Letters

From looting to poverty to the world's response, readers weigh in on the Katrina disaster.

Published September 1, 2005 7:50PM (EDT)

[Read Salon's full coverage of Hurricane Katrina.]

My mother used to say that the less we have, the more it means to us. Her words come to mind as I peruse accounts of Katrina's damage and learn that the scope of destruction could have been minimized. Almost everybody touched by the power of that hurricane has lost their entire lives; they have been stripped down, reduced to almost nothing.

Like me, you may wonder why so many images of the hurricane victims you have seen, especially in New Orleans, have been of blacks or African-Americans. Has our media suddenly become a paragon of equal representation? What we have in New Orleans is a several hundred years-old problem displaying its gory consequences before our very eyes, which no one can say they didn't see coming.

Dataset section:
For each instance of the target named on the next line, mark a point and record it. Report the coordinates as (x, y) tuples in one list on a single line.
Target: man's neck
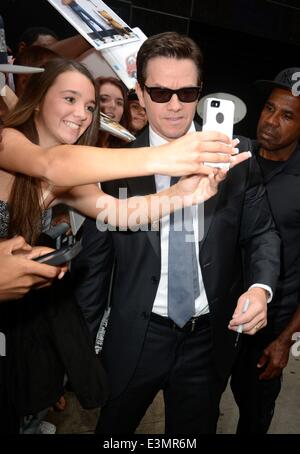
[(279, 155)]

Written tasks:
a: Summarize the Katrina letters in two sentences.
b: According to the Katrina letters, on what date were they published?
c: From the Katrina letters, quote the part that opens with the words containing "[Read Salon's full" and closes with "to almost nothing.".
None of the data is needed for this work.

Final results:
a: Readers respond to the Katrina disaster, and one writer recalls a mother's saying that the less we have, the more it means to us, noting that the destruction could have been minimized and that nearly everyone hit by the hurricane has been reduced to almost nothing. The writer also asks why so many images of victims in New Orleans show Black people, calling it a problem several hundred years old that no one can say they didn't see coming.

b: They were published on September 1, 2005.

c:
[Read Salon's full coverage of Hurricane Katrina.]

My mother used to say that the less we have, the more it means to us. Her words come to mind as I peruse accounts of Katrina's damage and learn that the scope of destruction could have been minimized. Almost everybody touched by the power of that hurricane has lost their entire lives; they have been stripped down, reduced to almost nothing.